**EXCERPT**.
Scientific classification
- Kingdom: Plantae
- Clade: Tracheophytes
- Clade: Angiosperms
- Clade: Eudicots
- Clade: Asterids
- Order: Asterales
- Family: Asteraceae
- Genus: Antennaria
- Species: A. parlinii
- Binomial name: Antennaria parlinii Fernald
- Subspecies: A. parlinii subsp. parlinii; A. parlinii subsp. fallax;
- Synonyms: Synonymy of subsp. parlinii Antennaria arnoglossa Greene ; Antennaria parlinii var. arnoglossa (Greene) Fernald ; Antennaria plantaginifolia var. arnoglossa (Greene) Cronquist ; Antennaria propinqua Greene ; Synonymy of subsp. fallax Antennaria fallax Greene ; Antennaria parlinii var. fallax (Greene) B.L.Turner ; Antennaria ambigens Fernald ; Antennaria ampla Bush ; Antennaria arkansana Greene ; Antennaria arnoglossa var. ambigens Greene ; Antennaria bifrons Greene ; Antennaria brainerdii Fernald ; Antennaria calophylla Greene ; Antennaria elliptica Greene ; Antennaria fallax var. calophylla Fernald ; Antennaria farwellii Greene ; Antennaria greenei Bush ; Antennaria mesochora Greene ; Antennaria munda Fernald ; Antennaria occidentalis Greene ; Antennaria parlinii var. ambigens Fernald ; Antennaria parlinii var. farwellii (Greene) B.Boivin ; Antennaria plantaginifolia var. ambigens (Greene) Cronquist ; Antennaria umbellata Greene ;

= Antennaria parlinii =

- Genus: Antennaria
- Species: parlinii
- Authority: Fernald
- Conservation status: G5

Species of flowering plant

Antennaria parlinii, known as Parlin's pussytoes, is a herbaceous flowering plant in the family Asteraceae. Like other species in the genus, the plant is dioecious. It is widespread across eastern and central Canada and eastern and central United States, from Manitoba to Nova Scotia south as far as Texas and Georgia.

**LISTED ENTRIES**.
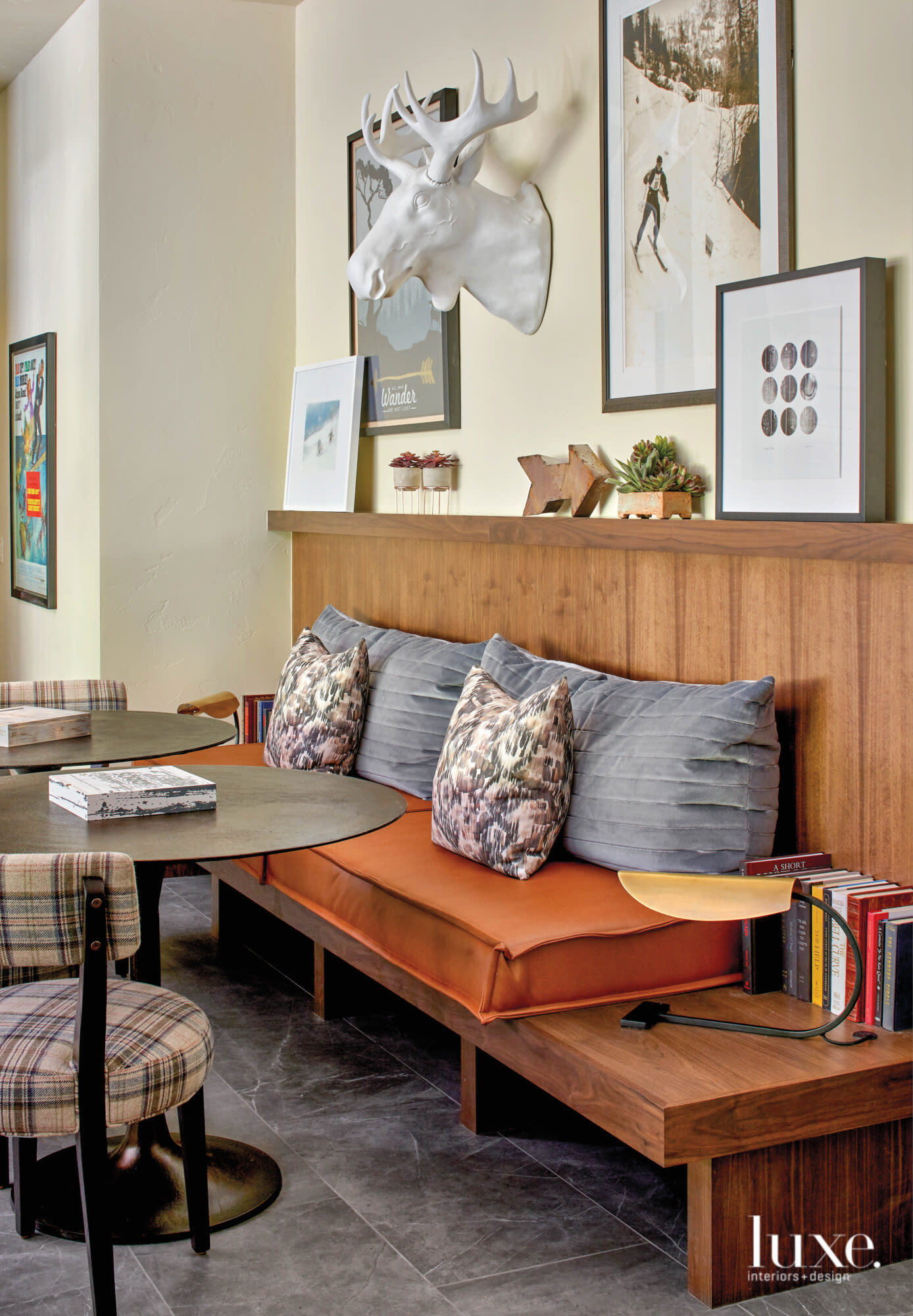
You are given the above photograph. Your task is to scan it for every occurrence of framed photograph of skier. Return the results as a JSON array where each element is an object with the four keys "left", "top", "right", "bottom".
[
  {"left": 283, "top": 357, "right": 364, "bottom": 512},
  {"left": 349, "top": 87, "right": 460, "bottom": 434},
  {"left": 600, "top": 0, "right": 793, "bottom": 411},
  {"left": 716, "top": 258, "right": 885, "bottom": 521},
  {"left": 9, "top": 333, "right": 57, "bottom": 608}
]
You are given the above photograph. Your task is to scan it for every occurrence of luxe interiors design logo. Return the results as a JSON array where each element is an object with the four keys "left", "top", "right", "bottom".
[{"left": 749, "top": 1216, "right": 881, "bottom": 1284}]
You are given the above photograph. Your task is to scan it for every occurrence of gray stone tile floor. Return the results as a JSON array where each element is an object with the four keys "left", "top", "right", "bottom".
[{"left": 0, "top": 876, "right": 913, "bottom": 1316}]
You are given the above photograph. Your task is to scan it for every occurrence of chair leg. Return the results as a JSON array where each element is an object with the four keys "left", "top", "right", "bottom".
[
  {"left": 178, "top": 1088, "right": 209, "bottom": 1253},
  {"left": 76, "top": 1116, "right": 117, "bottom": 1316},
  {"left": 13, "top": 1138, "right": 38, "bottom": 1238}
]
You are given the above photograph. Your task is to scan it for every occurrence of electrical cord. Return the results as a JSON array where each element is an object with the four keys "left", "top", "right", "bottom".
[{"left": 622, "top": 892, "right": 877, "bottom": 1046}]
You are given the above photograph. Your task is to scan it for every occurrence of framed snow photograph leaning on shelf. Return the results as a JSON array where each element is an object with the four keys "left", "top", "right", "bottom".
[
  {"left": 716, "top": 257, "right": 885, "bottom": 521},
  {"left": 283, "top": 357, "right": 364, "bottom": 512},
  {"left": 600, "top": 0, "right": 793, "bottom": 411}
]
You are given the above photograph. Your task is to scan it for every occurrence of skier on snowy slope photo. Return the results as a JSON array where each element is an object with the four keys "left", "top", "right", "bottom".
[{"left": 634, "top": 155, "right": 668, "bottom": 266}]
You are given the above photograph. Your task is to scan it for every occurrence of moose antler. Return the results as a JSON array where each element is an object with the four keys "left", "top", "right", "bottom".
[
  {"left": 362, "top": 87, "right": 432, "bottom": 182},
  {"left": 392, "top": 50, "right": 539, "bottom": 183}
]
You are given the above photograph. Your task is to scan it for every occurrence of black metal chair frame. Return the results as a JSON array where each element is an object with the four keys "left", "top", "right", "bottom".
[{"left": 0, "top": 878, "right": 209, "bottom": 1316}]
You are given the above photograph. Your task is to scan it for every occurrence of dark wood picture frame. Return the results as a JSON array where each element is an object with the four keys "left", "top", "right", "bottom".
[
  {"left": 716, "top": 257, "right": 887, "bottom": 521},
  {"left": 8, "top": 333, "right": 57, "bottom": 609},
  {"left": 597, "top": 0, "right": 796, "bottom": 412},
  {"left": 346, "top": 87, "right": 460, "bottom": 436}
]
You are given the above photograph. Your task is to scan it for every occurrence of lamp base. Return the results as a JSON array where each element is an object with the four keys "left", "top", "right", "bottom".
[{"left": 621, "top": 894, "right": 877, "bottom": 1046}]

**QUESTIONS ON THE MATERIAL**.
1/ Answer these questions about the excerpt on Antennaria parlinii.
(a) To which family does the plant belong?
(b) What conservation status is listed for it?
(c) What common name is given for the plant?
2/ In the excerpt on Antennaria parlinii, swap "widespread" for "common" in the part that opens with the words containing "Antennaria parlinii, known" and closes with "Texas and Georgia.", and write that part out again.
Answer using only the text above.

**EXPECTED RESPONSES**.
1/
(a) Asteraceae
(b) G5
(c) Parlin's pussytoes

2/
Antennaria parlinii, known as Parlin's pussytoes, is a herbaceous flowering plant in the family Asteraceae. Like other species in the genus, the plant is dioecious. It is common across eastern and central Canada and eastern and central United States, from Manitoba to Nova Scotia south as far as Texas and Georgia.